**Challenge**
Take the line containing "Every instance of the car hood" and all lines after it, through the end of the material, and repeat them exactly, pictures left out.

----- Materials provided -----

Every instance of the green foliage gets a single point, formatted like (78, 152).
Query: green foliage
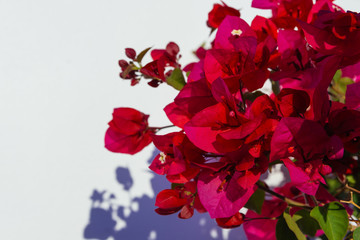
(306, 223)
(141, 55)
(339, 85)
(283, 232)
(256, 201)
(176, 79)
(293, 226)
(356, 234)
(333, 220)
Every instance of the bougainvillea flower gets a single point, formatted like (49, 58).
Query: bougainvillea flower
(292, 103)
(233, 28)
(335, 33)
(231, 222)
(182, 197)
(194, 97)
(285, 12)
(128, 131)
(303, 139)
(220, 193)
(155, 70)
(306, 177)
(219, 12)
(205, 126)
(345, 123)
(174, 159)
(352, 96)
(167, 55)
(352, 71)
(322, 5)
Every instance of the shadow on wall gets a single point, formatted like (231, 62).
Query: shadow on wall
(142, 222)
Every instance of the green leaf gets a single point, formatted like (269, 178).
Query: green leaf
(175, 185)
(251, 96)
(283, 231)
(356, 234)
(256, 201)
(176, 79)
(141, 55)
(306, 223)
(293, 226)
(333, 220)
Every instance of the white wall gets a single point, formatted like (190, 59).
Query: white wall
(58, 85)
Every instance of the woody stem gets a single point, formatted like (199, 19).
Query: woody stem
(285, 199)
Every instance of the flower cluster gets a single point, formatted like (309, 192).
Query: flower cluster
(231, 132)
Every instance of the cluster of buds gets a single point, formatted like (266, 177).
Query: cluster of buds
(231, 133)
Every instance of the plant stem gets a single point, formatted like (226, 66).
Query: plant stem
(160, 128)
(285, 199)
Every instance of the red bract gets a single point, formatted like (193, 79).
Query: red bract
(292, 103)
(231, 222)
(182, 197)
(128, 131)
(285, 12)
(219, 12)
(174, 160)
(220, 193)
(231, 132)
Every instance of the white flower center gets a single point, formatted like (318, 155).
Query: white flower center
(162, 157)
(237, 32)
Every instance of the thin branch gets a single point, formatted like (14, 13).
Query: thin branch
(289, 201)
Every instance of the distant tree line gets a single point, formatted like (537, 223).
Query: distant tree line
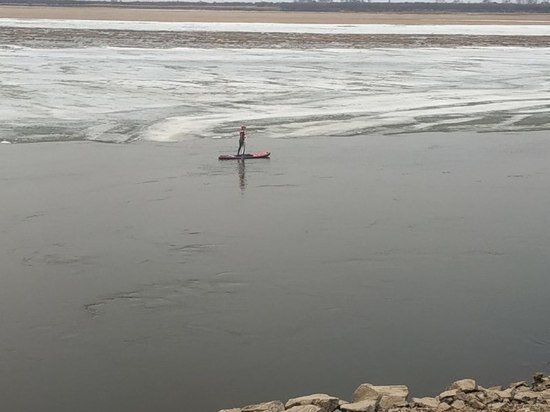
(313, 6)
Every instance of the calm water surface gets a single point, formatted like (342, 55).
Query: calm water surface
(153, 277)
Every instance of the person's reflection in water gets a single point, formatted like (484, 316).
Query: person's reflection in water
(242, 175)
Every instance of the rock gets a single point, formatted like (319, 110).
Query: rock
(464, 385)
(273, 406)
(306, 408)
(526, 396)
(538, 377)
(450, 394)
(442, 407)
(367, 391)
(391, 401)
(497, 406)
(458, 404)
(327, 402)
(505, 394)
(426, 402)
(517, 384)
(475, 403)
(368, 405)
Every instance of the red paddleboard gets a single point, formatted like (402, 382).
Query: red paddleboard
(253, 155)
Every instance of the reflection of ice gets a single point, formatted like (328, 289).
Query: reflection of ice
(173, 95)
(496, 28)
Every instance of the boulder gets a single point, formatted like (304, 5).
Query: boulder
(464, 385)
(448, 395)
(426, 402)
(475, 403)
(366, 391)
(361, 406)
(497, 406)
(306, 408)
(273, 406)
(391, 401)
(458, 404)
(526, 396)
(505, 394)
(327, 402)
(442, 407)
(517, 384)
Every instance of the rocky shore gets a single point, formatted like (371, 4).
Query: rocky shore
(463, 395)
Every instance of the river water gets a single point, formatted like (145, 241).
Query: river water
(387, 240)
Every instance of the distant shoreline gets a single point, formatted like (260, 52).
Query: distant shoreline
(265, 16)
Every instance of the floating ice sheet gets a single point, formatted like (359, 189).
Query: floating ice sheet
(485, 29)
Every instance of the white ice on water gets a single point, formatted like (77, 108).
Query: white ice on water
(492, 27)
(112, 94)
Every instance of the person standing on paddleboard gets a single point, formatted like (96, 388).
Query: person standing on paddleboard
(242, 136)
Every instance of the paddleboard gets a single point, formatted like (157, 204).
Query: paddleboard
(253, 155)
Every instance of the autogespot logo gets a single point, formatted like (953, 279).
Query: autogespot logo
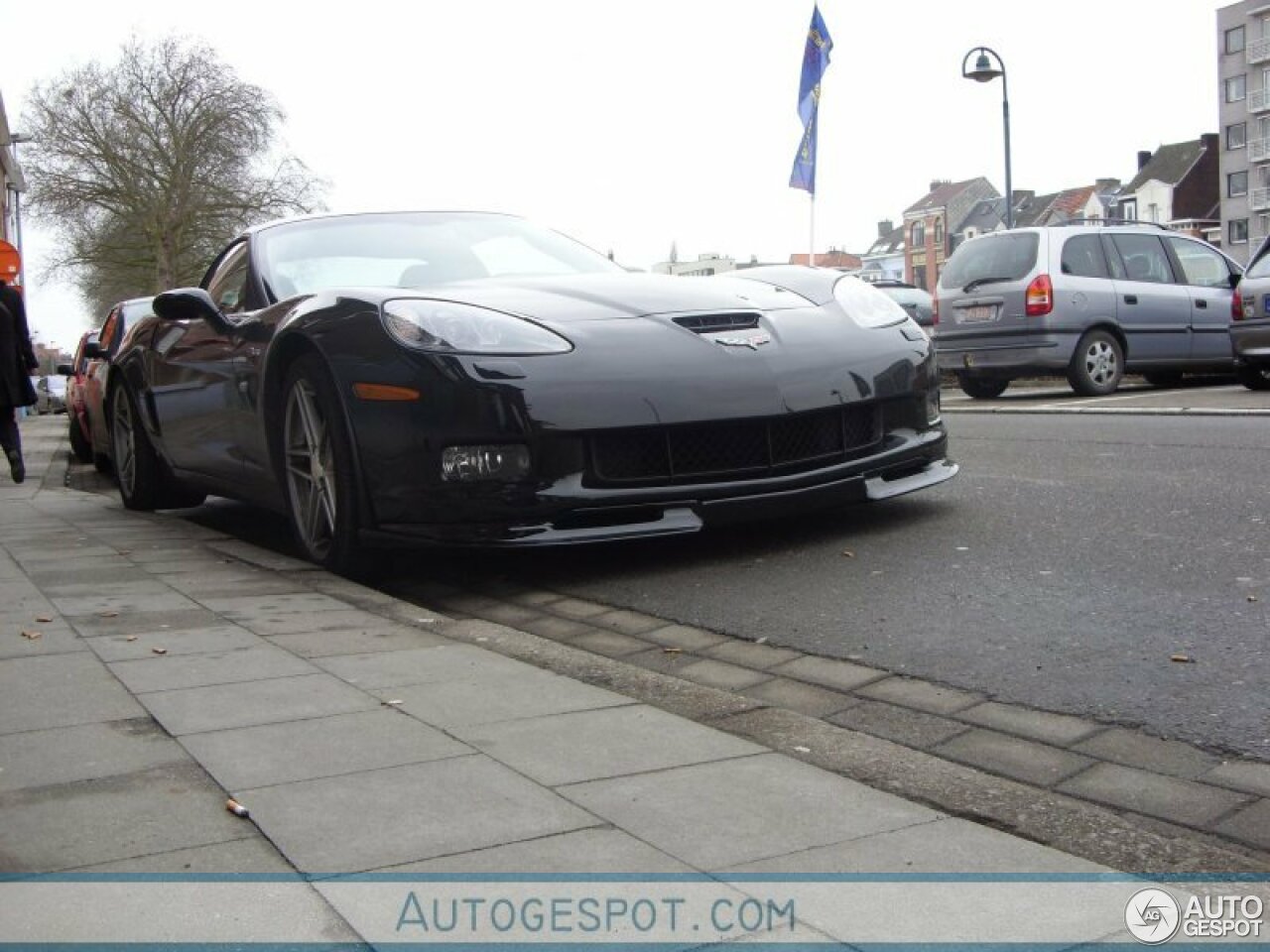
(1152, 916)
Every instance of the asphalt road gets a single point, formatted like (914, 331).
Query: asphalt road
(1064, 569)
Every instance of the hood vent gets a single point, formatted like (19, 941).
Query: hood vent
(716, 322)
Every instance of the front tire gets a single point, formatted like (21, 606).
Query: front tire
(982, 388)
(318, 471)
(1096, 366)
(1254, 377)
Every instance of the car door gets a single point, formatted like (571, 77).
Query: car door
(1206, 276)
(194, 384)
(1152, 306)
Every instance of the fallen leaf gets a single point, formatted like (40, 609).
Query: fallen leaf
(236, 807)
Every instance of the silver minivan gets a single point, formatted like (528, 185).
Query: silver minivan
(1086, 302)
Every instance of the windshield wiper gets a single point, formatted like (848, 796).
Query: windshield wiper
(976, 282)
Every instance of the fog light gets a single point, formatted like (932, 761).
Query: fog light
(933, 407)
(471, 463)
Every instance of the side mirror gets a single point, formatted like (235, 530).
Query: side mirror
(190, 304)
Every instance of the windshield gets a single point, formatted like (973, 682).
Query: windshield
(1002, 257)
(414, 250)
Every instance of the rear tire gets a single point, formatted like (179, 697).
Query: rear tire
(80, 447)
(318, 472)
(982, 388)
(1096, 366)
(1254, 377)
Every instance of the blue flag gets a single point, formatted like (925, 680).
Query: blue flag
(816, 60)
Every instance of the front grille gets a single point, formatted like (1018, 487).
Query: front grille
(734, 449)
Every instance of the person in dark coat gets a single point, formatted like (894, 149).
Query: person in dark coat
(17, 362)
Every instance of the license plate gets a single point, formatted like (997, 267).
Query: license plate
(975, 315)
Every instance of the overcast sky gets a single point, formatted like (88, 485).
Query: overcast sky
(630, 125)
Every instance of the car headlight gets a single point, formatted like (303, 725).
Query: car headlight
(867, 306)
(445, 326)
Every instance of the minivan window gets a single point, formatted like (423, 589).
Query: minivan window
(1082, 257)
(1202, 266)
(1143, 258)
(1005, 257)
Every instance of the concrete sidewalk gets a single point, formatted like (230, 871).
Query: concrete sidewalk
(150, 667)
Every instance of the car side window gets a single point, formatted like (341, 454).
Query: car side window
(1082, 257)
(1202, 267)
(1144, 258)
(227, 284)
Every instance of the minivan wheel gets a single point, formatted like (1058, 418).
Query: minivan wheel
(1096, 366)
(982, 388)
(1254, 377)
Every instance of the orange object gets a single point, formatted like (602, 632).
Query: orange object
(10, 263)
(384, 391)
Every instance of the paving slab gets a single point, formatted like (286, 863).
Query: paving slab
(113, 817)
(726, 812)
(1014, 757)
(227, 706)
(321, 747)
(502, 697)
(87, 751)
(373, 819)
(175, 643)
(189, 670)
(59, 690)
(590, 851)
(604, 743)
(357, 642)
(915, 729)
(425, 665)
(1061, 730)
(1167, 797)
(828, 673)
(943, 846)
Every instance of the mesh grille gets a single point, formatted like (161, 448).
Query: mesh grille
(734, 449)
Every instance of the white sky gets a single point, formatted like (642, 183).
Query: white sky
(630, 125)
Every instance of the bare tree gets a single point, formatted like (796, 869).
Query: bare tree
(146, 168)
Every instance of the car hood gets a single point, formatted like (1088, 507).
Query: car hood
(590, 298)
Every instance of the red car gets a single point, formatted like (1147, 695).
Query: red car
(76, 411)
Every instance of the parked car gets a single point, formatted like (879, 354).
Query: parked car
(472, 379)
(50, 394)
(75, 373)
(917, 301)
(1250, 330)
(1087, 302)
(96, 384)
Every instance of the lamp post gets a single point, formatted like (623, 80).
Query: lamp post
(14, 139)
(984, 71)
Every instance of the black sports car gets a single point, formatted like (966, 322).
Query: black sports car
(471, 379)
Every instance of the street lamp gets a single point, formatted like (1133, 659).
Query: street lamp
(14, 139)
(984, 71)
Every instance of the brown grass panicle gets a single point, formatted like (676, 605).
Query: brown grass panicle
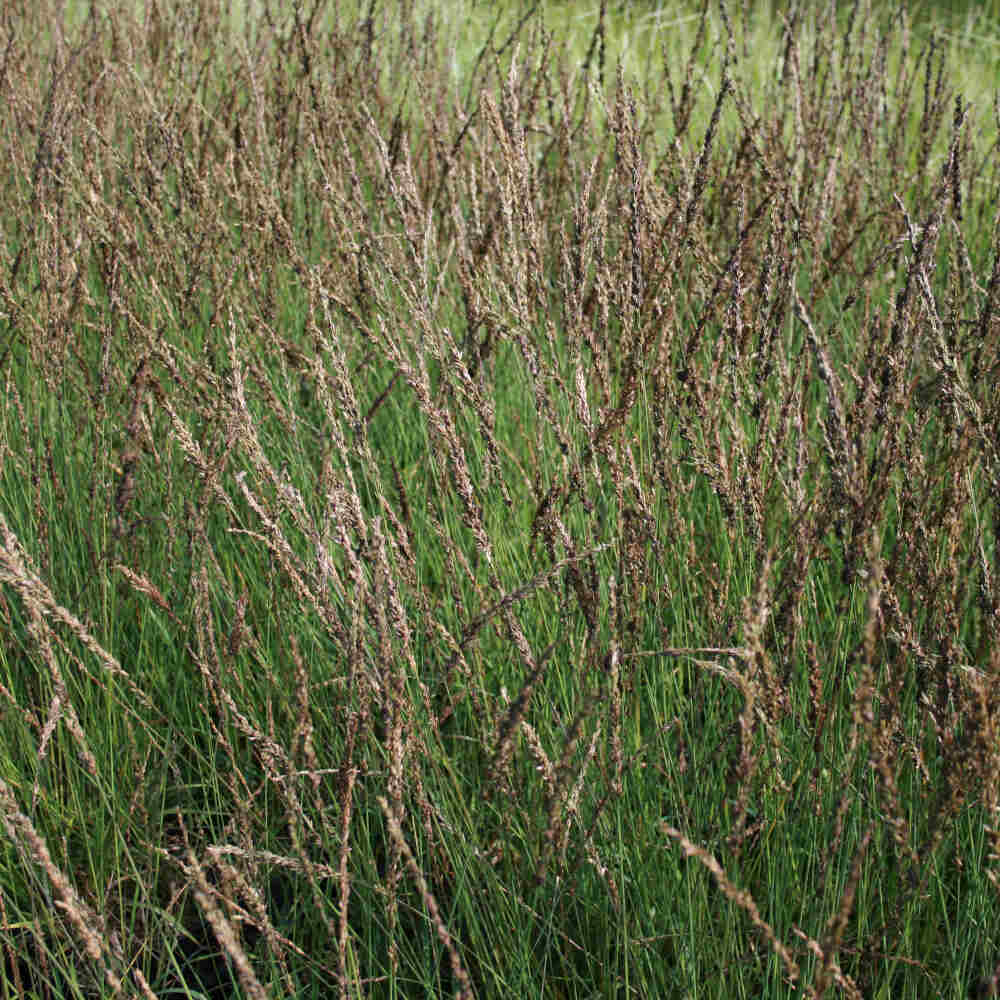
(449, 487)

-----

**Complete output**
Every instance of the car hood gets a single point, formatted like (1088, 507).
Query: car hood
(590, 298)
Every instance of the red car gets a single point, formatted like (1147, 695).
Query: red car
(76, 411)
Every instance of the parked car gets a single point, formatted like (879, 354).
Query: parked car
(472, 379)
(50, 394)
(75, 373)
(917, 301)
(1250, 330)
(1087, 302)
(96, 384)
Every instance of the lamp post gets a single point, formatted like (623, 80).
Query: lamp post
(14, 139)
(984, 71)
Every instance of the black sports car gets a single point, formatted like (966, 322).
Query: black sports car
(471, 379)
Every instance of the street lamp gets a single point, formatted like (1133, 659).
Query: street lamp
(14, 139)
(984, 71)
Every instance of the brown grass panicle gets a single point, formatted like (676, 605).
Query: brown grass panicle
(449, 487)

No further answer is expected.